### WHAT TO WORK ON
Your task is to return all of the entries below exactly, leaving out each picture.

======== DATA IN THIS EXERCISE ========

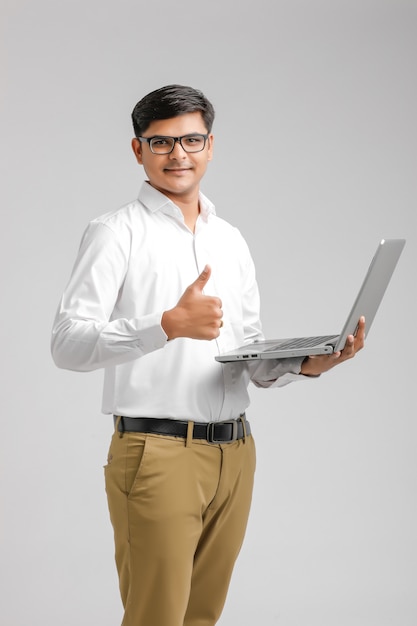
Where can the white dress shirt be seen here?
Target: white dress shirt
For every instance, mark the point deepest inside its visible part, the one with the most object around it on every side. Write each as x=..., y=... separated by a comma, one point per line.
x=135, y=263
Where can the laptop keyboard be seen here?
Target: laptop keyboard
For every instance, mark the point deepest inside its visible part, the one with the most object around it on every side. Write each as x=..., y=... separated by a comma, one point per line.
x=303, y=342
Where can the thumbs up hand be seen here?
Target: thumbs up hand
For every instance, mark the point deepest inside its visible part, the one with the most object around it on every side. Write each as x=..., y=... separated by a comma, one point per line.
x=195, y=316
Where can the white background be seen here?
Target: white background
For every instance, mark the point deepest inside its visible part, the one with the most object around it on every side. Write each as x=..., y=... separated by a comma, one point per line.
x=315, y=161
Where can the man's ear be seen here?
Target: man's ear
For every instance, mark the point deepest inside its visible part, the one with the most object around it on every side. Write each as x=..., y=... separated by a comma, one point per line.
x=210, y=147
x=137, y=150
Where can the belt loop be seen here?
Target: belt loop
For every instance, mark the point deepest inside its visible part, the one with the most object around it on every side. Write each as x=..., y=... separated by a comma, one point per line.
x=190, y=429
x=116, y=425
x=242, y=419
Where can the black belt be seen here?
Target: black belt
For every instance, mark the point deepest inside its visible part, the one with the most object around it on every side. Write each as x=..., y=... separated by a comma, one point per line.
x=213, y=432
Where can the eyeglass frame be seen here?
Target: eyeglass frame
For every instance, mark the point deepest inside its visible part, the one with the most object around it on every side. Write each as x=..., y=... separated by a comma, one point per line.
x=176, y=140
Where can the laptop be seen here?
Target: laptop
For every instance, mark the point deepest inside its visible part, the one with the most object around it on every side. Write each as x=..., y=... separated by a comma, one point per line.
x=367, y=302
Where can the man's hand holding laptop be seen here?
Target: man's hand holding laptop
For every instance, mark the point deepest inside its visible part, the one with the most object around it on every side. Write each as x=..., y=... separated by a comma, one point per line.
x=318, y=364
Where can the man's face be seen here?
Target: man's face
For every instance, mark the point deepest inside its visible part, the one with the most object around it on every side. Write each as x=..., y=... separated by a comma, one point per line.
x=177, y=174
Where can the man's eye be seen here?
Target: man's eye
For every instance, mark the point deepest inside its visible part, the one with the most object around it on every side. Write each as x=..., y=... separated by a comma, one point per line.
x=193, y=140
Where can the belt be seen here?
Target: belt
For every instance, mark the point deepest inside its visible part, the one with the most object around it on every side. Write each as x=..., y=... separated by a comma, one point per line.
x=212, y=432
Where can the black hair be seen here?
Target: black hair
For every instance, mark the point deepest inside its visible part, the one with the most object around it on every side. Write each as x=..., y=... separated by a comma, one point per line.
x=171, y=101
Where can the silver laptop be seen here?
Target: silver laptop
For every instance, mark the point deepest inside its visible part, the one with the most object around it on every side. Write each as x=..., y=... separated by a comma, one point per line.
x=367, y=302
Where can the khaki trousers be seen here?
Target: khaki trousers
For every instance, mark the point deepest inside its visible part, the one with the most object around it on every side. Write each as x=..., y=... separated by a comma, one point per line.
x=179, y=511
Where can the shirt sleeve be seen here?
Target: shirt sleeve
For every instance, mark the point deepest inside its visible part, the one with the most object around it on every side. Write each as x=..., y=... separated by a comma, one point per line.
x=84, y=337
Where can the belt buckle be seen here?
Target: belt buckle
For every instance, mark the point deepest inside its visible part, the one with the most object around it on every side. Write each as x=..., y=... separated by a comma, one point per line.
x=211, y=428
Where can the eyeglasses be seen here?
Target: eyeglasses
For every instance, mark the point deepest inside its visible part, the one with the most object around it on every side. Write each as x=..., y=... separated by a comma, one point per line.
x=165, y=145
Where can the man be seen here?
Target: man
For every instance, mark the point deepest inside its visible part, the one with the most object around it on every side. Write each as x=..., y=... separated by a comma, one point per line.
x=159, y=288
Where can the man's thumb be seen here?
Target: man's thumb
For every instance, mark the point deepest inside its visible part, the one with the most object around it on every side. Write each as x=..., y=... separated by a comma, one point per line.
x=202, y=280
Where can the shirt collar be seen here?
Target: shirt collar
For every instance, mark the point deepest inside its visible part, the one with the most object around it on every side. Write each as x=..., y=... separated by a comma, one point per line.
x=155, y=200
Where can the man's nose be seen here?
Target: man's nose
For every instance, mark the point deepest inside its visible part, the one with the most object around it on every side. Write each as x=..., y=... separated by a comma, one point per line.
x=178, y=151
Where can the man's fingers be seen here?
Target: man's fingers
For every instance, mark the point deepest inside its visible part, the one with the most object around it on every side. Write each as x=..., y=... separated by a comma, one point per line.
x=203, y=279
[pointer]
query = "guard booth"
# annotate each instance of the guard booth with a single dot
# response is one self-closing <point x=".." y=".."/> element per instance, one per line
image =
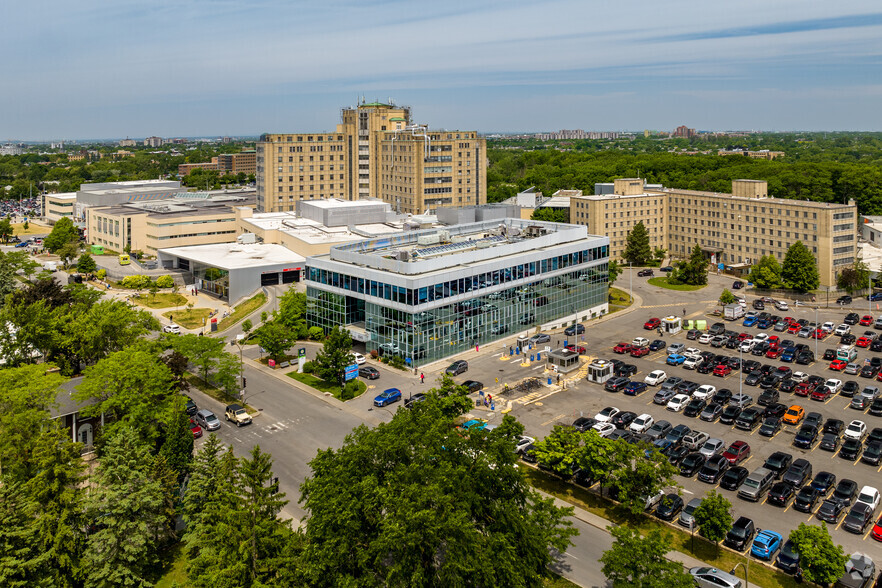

========

### SOLVED PROBLEM
Where can the white dress shirt be seen here?
Target: white dress shirt
For every instance, mark the point deepest inside its visible part, the one with the most object around it on every side. Write each as x=..., y=... separated by a comma, one point per line.
x=135, y=263
Where can the laptop keyboard be seen here?
Target: laptop keyboard
For every instance, mark the point deepest inside its visible part, the one with the most object around it on every side. Write each as x=..., y=... separated by a comma, one point per line.
x=303, y=342
Where can the thumbs up hand be seen here?
Target: thumbs up hand
For every instance, mark the point deepest inside its visible part, the one with the most object around it on every side. Write each as x=..., y=... separated by a comma, one point per line.
x=195, y=316
Where can the white background be seen here?
Target: white background
For every instance, mark the point deepest inside its visible part, the one with the most object around it on every side. Write each as x=..., y=... separated by a comma, one point per line.
x=315, y=161
Where can the man's ear be seen here?
Target: man's ear
For every instance, mark the point deepest inside its visible part, the one with the most object around it on every side. Write each as x=..., y=... separated by a comma, one point per line.
x=210, y=147
x=137, y=150
Where can the belt loop be seen here?
Target: belt loop
For every instance, mark the point deepest inside its visible part, the one with the most object around it on every side. Write each as x=..., y=... separated by a comma, one point per line.
x=190, y=429
x=116, y=425
x=242, y=419
Where can the black belt be seen here?
Target: black belt
For every instance, mark the point deepest inside its visible part, the one with the most object around it on every side. Write each as x=..., y=... separated by a comma, one point per line.
x=213, y=432
Where can the eyeglass frame be seen here?
Target: eyeglass frame
For every instance, mark the point deepest inside its visible part, the one with the most object around it on every side. Write each as x=..., y=... separated by a comma, one point per line.
x=176, y=140
Where can the laptop be seen here?
Target: laptop
For every instance, mark the point deepest inside its visible part, the one with the most object around it on every side. Write each as x=..., y=... separated by a comma, one point per line.
x=367, y=302
Where can the man's hand holding laptop be seen here?
Target: man's hand holding laptop
For every instance, mark the point deepest inside its visible part, the one with the most object around it on every side. Write each as x=..., y=... separated by a comma, one point per line.
x=318, y=364
Where can the man's face be seen here?
Target: man's face
For every instance, mark the point deepest inside its visible part, the one with the most object around it on every side. Write each as x=..., y=... separated by a comma, one point per line.
x=177, y=174
Where can the man's eye be seen here?
Target: man's eye
For every instance, mark the point deepest inside its visible part, the one with the most object around it on every side. Write each as x=..., y=... separated by a comma, one point per line.
x=193, y=140
Where can the belt be seen here?
Target: belt
For every instance, mark the point deepest inside its visible part, the one with the most object around it on every side. Write each as x=..., y=... separated by a comma, one point per line.
x=212, y=432
Where can the black hair be seen here?
Target: black hair
For every instance, mark the point deepest inside its visible part, the one with the most object around it on every side. Write each as x=..., y=... separated by a comma, one point per line.
x=171, y=101
Where can the silver laptop be seen here?
Target: silver laptop
For every instance, mark the point deepest inside its visible part, the one with the most object around it on every side. Write each as x=..., y=... separated by a comma, one point per line.
x=367, y=302
Where can the khaki trousers be seen here?
Target: khaki trousers
For every instance, mark the point deepest inside its visible part, the one with the most object around it on every side. Write each as x=..., y=... separated by a comma, one point per line.
x=179, y=511
Where can the shirt sleeve be seen here?
Target: shirt sleeve
For every instance, mark the point deepest inside its visible part, the one with the most object around it on every side. Write each as x=..., y=... separated by a comma, one point per line.
x=84, y=337
Where can the belt buckle be seen here?
Target: belt buckle
For every instance, mark the point deepest inside its visible part, the one with the most object around it on every side. Write each as x=..., y=... separated by a comma, one point per line.
x=211, y=428
Where can the eyeglasses be seen here?
Target: eyeglasses
For every instance, mark the point deepest inside its visible part, the one with the most object around it on every side. Write each as x=..., y=... separated by a comma, one point per line.
x=165, y=145
Where can the man be seen here?
Target: man
For every instance, mark the point deepest inside its visible part, the one with the most object around it on every side. Write each as x=..., y=... separated by a comma, one point per line.
x=159, y=288
Where can the man's thumb be seen here?
Target: man's thumb
For every instance, mark the point deepest inside its visible part, the one with the most object around it on every side. Write each as x=..., y=... separated by a comma, one point per line.
x=202, y=280
Where can the shirt collar be seen here?
Target: shirt collar
For every instance, mark the point deepest inside its visible part, the one with the most object around it on every side. Write each as x=..., y=... separated by a comma, one point per line.
x=155, y=200
Where can the man's nose be seen here?
Target: man's nose
For every instance, mark the point deepest inside its visible part, the one with the most object around it on every side. Write each as x=..., y=... separated by a comma, one point per line.
x=178, y=151
Where can the man's fingers be seen here?
Target: man's fingers
For every instance, mark the point deepest inside its visible part, the one with the most object around it on every side. Write each as x=..., y=... separated by a comma, one point per line.
x=203, y=279
[pointer]
query = "guard booth"
# annotate each instance of the guard booth with a single dot
# response is one self-closing <point x=".." y=".."/> element per instance, one per line
image =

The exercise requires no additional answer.